### Texte extrait
Outrance. Angélisme. Déracinement. Et suivisme. C’est à tout cela que renvoient les cris d’orfraie et les anathèmes moralisateurs qui s’élèvent périodiquement dans ce pays contre la praxis politique et sociale qui a pour doux nom « la transhumance ». Intellectuels, plumitifs et commentateurs de grand-places se retrouvent à partager le même dégout ostentatoire pour la ‘‘transhumance’’, dans un unanimisme douteux qui suffit à disqualifier cette position de confort de la pensée qui ne pense pas.

Le moralisme n’est pas la morale. La transhumance ne nous ramène pas à la bestialité, ni au degré zéro de la politique. Débauchage n’est pas débauche. De même, la transhumance n’est pas de la prostitution politique, à laquelle ont vite fait de l’assimiler les esprits simples. Au demeurant, la prostitution est une activité légale et réglementée au Sénégal. Réprouver l’exercice des péripatéticiennes peut donner bonne conscience à peu de frais à la prude vox populi, mais la combattre publiquement relèvera toujours de la diffamation, de l’offense, de l’injure publique et de la délation envers les travailleuses du plus vieux métier du monde, délits condamnables devant les tribunaux au terme de la loi sénégalaise actuelle. Jusqu’à nouvel ordre.
######
Consigne:
Reprenez, s'il vous plaît, le texte sur la transhumance politique après sa dernière phrase et poursuivez-le. Le matériel qui vient ensuite n'est pas nécessaire ici.
### Données enregistrées
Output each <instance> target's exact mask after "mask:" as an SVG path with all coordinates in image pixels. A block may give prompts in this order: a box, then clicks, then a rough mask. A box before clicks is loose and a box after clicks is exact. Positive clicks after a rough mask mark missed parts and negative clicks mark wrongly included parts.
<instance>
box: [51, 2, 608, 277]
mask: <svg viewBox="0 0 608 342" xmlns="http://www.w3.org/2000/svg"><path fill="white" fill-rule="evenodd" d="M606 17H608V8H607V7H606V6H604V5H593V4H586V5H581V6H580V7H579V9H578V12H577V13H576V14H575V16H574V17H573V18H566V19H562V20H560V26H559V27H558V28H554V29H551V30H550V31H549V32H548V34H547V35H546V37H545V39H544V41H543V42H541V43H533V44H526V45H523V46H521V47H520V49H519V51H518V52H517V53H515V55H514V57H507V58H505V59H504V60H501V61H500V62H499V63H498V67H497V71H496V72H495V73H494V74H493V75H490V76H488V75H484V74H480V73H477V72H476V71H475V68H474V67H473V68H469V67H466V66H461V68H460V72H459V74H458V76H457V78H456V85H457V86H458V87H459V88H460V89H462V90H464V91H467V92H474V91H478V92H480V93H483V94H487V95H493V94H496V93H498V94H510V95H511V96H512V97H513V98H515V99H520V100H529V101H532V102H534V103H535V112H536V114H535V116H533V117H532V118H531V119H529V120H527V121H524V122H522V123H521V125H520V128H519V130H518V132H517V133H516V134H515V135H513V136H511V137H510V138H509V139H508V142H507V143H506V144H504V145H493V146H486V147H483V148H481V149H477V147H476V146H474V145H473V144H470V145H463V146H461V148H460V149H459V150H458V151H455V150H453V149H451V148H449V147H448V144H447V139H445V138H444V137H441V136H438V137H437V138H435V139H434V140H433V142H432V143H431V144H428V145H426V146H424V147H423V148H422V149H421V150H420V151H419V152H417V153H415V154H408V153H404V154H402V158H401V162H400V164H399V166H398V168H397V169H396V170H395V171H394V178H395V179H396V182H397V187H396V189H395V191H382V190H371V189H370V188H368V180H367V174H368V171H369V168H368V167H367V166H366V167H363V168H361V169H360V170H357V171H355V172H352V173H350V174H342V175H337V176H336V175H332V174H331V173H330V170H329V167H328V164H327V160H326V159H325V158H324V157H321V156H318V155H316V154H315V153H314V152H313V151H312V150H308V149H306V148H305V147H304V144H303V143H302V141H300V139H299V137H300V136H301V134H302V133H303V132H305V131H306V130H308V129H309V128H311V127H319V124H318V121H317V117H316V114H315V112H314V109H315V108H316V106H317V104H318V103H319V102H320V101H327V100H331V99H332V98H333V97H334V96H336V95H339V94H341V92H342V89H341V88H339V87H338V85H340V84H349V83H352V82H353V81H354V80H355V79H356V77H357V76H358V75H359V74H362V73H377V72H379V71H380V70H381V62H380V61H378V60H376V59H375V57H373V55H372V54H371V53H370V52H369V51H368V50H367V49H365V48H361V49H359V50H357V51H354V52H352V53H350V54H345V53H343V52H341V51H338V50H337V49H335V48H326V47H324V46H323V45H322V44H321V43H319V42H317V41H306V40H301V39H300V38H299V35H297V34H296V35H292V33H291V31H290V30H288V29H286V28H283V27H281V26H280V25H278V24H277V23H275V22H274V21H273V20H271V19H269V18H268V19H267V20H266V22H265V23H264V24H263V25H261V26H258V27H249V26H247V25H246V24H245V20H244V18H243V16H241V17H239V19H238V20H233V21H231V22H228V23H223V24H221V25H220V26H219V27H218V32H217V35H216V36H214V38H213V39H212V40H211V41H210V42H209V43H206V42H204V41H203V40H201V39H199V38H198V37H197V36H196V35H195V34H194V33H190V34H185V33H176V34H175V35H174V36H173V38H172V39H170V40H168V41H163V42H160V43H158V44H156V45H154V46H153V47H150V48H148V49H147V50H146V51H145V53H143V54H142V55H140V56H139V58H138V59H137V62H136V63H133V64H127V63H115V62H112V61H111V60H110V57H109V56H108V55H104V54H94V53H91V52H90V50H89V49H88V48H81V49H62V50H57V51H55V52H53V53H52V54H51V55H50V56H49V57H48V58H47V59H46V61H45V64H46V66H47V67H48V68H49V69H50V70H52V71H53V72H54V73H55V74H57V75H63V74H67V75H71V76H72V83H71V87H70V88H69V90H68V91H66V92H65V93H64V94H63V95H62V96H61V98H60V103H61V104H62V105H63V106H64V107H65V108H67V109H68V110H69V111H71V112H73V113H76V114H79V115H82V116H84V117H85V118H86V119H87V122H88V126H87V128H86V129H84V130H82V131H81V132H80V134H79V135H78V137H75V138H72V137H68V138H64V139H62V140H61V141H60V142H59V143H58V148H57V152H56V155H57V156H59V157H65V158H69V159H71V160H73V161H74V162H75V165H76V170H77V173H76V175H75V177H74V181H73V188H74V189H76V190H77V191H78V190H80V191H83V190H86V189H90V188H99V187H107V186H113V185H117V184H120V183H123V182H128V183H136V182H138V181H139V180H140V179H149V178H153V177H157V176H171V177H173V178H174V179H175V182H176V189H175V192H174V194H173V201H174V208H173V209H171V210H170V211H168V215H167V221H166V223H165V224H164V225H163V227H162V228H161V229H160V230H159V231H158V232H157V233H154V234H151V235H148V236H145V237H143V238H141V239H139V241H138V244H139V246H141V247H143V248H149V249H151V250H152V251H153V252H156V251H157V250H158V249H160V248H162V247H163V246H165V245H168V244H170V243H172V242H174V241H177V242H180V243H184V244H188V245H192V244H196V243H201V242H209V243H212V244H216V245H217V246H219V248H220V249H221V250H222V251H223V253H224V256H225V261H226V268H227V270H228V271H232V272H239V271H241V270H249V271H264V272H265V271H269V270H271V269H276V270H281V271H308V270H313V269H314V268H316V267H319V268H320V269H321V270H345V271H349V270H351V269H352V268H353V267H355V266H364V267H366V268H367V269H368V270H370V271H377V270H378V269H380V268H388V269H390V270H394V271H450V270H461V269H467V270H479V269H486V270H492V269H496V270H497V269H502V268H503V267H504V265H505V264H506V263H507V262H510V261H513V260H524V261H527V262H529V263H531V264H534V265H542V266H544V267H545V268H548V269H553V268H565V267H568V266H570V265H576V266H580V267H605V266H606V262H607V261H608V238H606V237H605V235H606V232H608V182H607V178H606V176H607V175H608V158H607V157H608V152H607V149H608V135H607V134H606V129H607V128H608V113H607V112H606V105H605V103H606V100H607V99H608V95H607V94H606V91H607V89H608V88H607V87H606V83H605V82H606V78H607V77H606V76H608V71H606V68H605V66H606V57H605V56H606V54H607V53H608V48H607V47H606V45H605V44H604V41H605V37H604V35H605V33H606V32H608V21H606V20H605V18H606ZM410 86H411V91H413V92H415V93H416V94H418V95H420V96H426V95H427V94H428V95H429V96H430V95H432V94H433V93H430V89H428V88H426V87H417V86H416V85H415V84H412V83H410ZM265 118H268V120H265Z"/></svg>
######
Réponse:
Bien au contraire, une simple analyse sociétale nous renseigne à souhait que la ‘‘transhumance’’ est la forme la plus achevée de la civilité politique et la forme la plus pacifiée de gestion du pouvoir dans l’espace public sénégalais. La superstructure importée qui s’appelle « l’Etat » n’a pas réussi à démanteler les ressorts culturels qui imposent ce power-sharing à la sénégalaise, pour respecter les équilibres communautaristes collectifs d’un Sénégal qui n’est pas une nation homogénéisé d’individus sans attaches irréfragables autre que le libre arbitre, au sens occidental du terme. Mais plutôt une juxtaposition de communautés sociales et religieuses pour lesquelles il faut trouver un modus vivendi, qui reposera toujours sur la concertation. Le fameux « dissoo » qui conduit au ‘‘jappo’’.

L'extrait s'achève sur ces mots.